Written problem: Reproduce everything in the records from the line containing "Query: bokeh leaf" down to the end of the records, with no changes.

Listed entries:
----

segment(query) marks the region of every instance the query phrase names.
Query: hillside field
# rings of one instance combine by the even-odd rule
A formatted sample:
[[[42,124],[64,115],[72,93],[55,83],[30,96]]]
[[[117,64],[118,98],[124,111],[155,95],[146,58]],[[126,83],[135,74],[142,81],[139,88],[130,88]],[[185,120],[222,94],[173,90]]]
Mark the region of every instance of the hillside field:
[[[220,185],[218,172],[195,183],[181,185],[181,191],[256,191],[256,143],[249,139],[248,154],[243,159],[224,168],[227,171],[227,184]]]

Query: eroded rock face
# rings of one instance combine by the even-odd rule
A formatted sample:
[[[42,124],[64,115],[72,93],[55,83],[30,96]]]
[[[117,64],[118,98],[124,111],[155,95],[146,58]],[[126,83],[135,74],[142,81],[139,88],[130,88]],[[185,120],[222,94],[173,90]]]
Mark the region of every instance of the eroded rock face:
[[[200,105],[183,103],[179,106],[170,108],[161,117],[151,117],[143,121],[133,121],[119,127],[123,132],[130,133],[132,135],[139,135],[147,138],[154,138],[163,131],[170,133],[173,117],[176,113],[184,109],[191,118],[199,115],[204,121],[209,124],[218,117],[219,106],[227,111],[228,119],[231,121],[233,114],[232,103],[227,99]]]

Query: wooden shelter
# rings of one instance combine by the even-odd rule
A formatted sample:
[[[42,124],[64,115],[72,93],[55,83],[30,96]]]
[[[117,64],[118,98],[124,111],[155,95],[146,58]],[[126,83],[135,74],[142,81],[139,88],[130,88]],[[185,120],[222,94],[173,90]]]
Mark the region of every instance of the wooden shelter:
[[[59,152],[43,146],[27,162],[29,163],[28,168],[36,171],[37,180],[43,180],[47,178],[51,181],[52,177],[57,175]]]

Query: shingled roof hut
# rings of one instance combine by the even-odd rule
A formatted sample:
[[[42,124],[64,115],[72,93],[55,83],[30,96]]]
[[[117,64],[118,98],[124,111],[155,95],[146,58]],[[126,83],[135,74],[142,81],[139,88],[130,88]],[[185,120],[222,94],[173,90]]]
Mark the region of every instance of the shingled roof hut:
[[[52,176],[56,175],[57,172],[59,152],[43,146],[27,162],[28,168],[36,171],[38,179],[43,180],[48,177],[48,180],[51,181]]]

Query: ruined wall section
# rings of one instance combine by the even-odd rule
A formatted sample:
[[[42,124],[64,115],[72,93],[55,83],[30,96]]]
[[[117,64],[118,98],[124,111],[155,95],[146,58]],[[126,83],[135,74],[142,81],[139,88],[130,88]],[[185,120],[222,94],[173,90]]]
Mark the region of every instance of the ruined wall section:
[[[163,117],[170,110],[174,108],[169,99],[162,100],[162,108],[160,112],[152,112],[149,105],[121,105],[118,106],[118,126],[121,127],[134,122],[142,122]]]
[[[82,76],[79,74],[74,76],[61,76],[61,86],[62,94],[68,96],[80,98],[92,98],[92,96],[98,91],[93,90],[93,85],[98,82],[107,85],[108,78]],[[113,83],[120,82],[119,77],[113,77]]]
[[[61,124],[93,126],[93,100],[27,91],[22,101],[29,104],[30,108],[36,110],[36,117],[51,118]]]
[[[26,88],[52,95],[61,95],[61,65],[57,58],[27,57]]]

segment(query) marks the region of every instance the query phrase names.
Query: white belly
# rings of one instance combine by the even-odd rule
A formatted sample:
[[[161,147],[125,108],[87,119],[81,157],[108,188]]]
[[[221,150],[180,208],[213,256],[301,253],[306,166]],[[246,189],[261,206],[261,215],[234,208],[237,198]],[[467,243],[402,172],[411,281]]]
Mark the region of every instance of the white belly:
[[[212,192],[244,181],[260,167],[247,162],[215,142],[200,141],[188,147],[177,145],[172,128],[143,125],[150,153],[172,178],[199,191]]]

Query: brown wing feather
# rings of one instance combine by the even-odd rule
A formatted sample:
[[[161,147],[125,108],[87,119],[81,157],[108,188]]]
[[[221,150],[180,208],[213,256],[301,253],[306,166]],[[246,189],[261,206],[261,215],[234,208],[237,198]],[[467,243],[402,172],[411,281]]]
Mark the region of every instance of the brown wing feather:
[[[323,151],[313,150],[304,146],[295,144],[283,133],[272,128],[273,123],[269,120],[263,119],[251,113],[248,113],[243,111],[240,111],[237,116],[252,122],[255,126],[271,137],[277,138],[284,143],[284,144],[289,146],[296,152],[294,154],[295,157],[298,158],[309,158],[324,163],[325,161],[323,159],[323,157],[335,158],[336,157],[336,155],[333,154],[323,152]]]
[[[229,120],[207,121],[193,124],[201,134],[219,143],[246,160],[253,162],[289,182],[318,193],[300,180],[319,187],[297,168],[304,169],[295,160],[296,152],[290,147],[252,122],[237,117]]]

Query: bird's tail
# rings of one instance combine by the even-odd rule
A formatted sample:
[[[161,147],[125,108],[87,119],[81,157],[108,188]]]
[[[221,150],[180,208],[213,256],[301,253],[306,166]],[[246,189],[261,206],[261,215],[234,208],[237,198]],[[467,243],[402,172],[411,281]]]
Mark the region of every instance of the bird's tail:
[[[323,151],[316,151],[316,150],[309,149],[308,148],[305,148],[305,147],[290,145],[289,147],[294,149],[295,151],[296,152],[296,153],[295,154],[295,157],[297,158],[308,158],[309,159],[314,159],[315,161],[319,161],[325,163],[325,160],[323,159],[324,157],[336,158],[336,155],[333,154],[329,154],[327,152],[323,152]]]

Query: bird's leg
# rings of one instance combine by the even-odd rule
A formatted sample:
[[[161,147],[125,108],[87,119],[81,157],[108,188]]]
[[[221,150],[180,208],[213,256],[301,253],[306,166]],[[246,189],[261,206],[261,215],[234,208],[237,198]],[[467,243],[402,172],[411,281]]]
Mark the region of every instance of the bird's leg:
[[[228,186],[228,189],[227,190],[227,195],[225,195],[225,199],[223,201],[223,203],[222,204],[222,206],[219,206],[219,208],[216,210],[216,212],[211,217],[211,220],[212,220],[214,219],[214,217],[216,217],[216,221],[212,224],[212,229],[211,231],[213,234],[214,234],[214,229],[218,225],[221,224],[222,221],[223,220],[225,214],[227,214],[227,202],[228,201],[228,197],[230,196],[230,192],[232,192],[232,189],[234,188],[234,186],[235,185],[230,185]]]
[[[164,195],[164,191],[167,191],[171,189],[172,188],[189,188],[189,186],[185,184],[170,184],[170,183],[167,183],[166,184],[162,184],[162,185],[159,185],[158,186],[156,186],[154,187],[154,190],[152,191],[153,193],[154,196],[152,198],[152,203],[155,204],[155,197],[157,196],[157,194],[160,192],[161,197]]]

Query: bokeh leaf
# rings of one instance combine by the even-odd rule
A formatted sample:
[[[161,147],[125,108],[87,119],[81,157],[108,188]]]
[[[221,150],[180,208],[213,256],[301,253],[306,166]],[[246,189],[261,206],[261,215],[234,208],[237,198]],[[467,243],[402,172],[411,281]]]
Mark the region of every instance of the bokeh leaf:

----

Exercise response:
Query: bokeh leaf
# rings of one instance combine by the even-odd rule
A formatted sample:
[[[161,147],[125,108],[87,119],[81,157],[108,188]]]
[[[221,150],[180,208],[213,256],[301,253],[306,166]],[[246,189],[261,206],[261,215],[234,208],[237,198]],[[467,243],[402,172],[411,281]]]
Mark the region of every instance of the bokeh leaf:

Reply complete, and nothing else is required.